* [Passage to read]
+---+

Andrew Lilico: Some quick reactions on the return to recession
The UK is back in recession with GDP contracting 0.2% in the first three months (Q1) of 2012 after contracting 0.3% in the last three months of 2011. Given that even before today we knew that the economy had contracted in three of the previous five quarters, it was fairly arbitrary to claim we weren't already in recession.
Why? Well, in an accounting sense the economy was dragged down by a rapid contraction in construction during 2012 Q1. But that's accounting, rather than an economic explanation. It is true that in the past couple of years in quarters when construction grew rapidly the economy grew, and in quarters when construction fell GDP fell. It is also true that construction is sensitive to government investment plans (spending on new roads, hospitals, etc.) - and government investment was scheduled by Labour to contract very vigorously. As it happens, the Coalition has added very little to Labour's planned cuts in government investment.

+---+

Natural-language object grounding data
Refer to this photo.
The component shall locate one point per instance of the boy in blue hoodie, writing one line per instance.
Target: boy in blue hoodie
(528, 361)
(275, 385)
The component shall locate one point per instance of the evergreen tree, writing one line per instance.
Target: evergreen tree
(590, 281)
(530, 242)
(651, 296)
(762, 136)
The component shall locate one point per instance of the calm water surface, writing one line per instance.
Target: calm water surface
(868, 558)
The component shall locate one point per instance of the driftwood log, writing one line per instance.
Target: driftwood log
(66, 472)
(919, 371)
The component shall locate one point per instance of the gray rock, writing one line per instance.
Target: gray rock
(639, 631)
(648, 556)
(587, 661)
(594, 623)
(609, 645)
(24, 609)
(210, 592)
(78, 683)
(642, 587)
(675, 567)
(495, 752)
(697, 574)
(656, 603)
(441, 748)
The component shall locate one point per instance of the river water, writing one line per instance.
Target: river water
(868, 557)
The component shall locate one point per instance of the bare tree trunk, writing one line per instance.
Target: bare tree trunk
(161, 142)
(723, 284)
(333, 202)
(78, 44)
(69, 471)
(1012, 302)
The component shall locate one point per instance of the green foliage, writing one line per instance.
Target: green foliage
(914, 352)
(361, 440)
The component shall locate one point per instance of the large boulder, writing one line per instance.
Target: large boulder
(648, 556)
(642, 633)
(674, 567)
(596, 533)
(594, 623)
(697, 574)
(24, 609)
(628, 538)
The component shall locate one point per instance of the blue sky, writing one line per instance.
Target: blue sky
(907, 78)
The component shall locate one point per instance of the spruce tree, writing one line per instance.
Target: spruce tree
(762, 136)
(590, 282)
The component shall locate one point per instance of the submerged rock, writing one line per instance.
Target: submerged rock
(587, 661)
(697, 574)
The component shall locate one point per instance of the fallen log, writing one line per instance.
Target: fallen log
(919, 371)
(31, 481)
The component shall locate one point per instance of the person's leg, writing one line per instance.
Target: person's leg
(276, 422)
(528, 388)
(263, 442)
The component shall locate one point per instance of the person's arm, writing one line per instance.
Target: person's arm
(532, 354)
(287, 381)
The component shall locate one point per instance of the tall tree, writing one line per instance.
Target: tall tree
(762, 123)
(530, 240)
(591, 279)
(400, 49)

+---+

* [Problems to work on]
a) In the commentary on the UK's return to recession, rewrite the paragraph beginning "The UK is back in recession" more briefly, keeping its main facts.
b) Translate this sentence from the commentary on the UK's return to recession into Spanish: "As it happens, the Coalition has added very little to Labour's planned cuts in government investment."
c) Proceed with the commentary on the UK's return to recession, picking up after its last sentence.

* [Responses to the tasks]
a) UK GDP shrank 0.2% in Q1 2012 after falling 0.3% in the last quarter of 2011, putting the country back in recession. Because the economy had already contracted in three of the previous five quarters, it was fairly arbitrary to say the UK had not already been in recession.

b) Resulta que la Coalición ha añadido muy poco a los recortes de la inversión pública previstos por los laboristas.

c)
The Coalition's plans almost all relate to cuts in consumption spending (salaries, jobs, etc.), and virtually none of those have occurred yet. Most of the Coalition's deficit reduction programme so far, inasmuch as it added to Labour's plans, has been additional tax rises. There is a rather odd argument that goes roughly: "We said that cutting spending would cause the economy to contract - see, this proves you were wrong to say that cutting spending would allow the economy to grow faster! - Err, but spending hasn't been cut yet. - Ah, but if the economy contracts even before the spending cuts start, that just proves that when they do start the economy will do even worse." (!)
a) The underlying capacity for the economy to grow is much lower than most people comprehend. With public spending pushing half of GDP, heavily over-indebted households and largely unaddressed demographic issues of increased longevity, it should have been no surprise that official estimates of the growth rate in potential output are now around 1%. That means that 2011 was a year in which the economy grew broadly in line with its potential growth rate. There might be a little bit of scope for catch-up of output lost during the recession, but fundamentally, growth isn't that much slower than it could be, given the supply-side structure of the economy.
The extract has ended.